[Start Records for this task]

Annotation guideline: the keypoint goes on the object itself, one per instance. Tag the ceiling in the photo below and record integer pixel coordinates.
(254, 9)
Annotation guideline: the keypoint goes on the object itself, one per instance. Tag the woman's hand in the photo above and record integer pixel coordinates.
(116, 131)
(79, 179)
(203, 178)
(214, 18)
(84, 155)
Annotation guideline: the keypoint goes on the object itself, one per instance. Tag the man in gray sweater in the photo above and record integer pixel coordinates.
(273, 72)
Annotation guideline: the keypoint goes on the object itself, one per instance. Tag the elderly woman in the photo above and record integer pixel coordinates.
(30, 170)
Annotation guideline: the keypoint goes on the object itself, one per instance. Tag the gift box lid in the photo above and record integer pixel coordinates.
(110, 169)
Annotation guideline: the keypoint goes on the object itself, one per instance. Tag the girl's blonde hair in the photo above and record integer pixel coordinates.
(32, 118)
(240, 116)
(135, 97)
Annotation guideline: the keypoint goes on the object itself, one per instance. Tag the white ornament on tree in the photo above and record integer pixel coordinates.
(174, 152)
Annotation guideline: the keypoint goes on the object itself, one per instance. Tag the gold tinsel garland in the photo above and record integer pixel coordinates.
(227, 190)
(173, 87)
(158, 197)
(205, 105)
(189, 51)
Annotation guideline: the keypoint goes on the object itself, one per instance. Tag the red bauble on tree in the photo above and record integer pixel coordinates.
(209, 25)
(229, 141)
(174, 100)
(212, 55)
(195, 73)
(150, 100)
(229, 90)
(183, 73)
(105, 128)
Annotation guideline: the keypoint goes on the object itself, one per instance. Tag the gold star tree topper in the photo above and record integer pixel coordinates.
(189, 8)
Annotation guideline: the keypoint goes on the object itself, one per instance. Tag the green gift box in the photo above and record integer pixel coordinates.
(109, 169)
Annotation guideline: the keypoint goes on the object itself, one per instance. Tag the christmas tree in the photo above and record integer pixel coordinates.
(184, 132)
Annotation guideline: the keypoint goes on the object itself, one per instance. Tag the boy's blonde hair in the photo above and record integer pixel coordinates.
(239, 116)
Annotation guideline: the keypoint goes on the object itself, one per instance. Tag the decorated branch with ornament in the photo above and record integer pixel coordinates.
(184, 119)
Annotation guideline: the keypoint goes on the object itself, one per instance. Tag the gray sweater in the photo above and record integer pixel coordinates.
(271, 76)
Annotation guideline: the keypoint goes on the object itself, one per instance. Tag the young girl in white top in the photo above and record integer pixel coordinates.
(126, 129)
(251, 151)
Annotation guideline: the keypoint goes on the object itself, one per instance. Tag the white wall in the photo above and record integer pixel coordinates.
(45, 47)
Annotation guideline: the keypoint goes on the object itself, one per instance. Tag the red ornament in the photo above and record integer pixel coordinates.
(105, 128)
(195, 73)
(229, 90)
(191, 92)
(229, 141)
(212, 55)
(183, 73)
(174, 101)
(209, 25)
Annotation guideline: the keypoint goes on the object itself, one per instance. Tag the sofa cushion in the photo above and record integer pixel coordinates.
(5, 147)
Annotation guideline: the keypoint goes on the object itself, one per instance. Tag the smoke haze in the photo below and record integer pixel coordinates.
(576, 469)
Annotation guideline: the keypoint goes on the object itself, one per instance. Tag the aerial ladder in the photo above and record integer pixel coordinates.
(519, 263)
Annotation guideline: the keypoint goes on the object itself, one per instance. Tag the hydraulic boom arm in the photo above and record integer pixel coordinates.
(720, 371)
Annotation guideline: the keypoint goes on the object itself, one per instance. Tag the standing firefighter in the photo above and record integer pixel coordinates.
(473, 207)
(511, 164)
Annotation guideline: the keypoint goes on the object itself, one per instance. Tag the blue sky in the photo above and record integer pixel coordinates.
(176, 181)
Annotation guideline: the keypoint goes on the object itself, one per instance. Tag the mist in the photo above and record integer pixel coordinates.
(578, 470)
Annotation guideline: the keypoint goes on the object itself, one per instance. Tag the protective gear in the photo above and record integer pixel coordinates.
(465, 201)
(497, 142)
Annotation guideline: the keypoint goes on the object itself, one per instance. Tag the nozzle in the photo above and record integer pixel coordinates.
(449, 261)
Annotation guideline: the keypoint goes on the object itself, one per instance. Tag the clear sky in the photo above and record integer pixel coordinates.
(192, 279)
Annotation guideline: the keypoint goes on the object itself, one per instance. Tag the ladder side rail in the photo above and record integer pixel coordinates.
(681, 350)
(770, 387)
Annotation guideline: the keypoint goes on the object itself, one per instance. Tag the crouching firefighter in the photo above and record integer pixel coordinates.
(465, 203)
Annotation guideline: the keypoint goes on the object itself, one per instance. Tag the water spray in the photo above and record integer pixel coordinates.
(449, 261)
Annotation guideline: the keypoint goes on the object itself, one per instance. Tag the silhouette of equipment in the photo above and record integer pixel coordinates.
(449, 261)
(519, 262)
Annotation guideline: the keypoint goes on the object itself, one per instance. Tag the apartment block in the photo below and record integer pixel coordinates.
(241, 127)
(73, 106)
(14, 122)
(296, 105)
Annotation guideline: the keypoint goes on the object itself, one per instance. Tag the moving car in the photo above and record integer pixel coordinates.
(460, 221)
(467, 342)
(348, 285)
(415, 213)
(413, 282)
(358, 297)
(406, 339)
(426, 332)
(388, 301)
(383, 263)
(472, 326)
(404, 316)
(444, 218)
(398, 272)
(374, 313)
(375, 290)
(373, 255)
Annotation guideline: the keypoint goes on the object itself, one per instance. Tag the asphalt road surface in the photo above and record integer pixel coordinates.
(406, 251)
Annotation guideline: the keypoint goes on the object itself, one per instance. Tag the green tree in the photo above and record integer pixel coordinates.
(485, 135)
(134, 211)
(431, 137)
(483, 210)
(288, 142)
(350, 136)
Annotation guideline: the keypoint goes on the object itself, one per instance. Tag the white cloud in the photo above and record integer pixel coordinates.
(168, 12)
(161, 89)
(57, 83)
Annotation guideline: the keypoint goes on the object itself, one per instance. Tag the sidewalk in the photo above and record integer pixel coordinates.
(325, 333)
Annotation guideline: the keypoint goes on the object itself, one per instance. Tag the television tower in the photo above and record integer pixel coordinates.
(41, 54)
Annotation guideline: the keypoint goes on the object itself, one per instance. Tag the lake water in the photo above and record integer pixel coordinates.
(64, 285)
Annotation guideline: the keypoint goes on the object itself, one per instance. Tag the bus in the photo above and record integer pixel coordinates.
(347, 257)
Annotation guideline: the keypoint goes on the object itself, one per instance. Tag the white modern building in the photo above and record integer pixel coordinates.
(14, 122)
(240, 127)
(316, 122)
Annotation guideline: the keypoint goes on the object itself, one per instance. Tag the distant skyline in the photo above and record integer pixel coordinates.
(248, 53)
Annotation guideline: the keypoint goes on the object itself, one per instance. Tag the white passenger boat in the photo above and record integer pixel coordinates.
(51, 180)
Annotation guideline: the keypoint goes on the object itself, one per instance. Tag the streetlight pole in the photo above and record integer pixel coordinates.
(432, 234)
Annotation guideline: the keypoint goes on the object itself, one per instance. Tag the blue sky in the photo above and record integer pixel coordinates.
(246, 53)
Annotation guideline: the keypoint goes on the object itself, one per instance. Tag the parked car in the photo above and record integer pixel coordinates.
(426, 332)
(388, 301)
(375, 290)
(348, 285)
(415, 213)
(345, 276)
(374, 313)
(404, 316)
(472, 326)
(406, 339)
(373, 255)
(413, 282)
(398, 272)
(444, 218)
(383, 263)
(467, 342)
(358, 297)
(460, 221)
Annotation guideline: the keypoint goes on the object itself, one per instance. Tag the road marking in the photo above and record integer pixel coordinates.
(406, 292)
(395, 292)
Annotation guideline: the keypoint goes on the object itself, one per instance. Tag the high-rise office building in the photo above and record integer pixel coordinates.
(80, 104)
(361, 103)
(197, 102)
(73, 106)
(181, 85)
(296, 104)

[End Records for this task]

§ Task directions
Using the material above, reproduce exactly the line that contains "Tag the parked" and all lines after it through the last one, and only those.

§ Correct output
Annotation guideline: the keypoint goes on the object itself, one per instance. Tag the parked car in the photo above and record integer pixel coordinates.
(426, 332)
(388, 301)
(375, 290)
(348, 285)
(415, 213)
(345, 276)
(374, 313)
(404, 316)
(472, 326)
(406, 339)
(373, 255)
(413, 282)
(398, 272)
(444, 218)
(383, 263)
(467, 342)
(358, 297)
(460, 221)
Annotation guideline: the keypoint goes on the object itself, one per instance. Tag the road marking in the photo above and record integer pixel coordinates.
(406, 292)
(395, 292)
Annotation guideline: the keypoint goes on the object itself, one per instance. Tag the high-rise office building in the photo above and record integer pixel coordinates.
(80, 104)
(361, 103)
(197, 102)
(73, 106)
(181, 85)
(296, 104)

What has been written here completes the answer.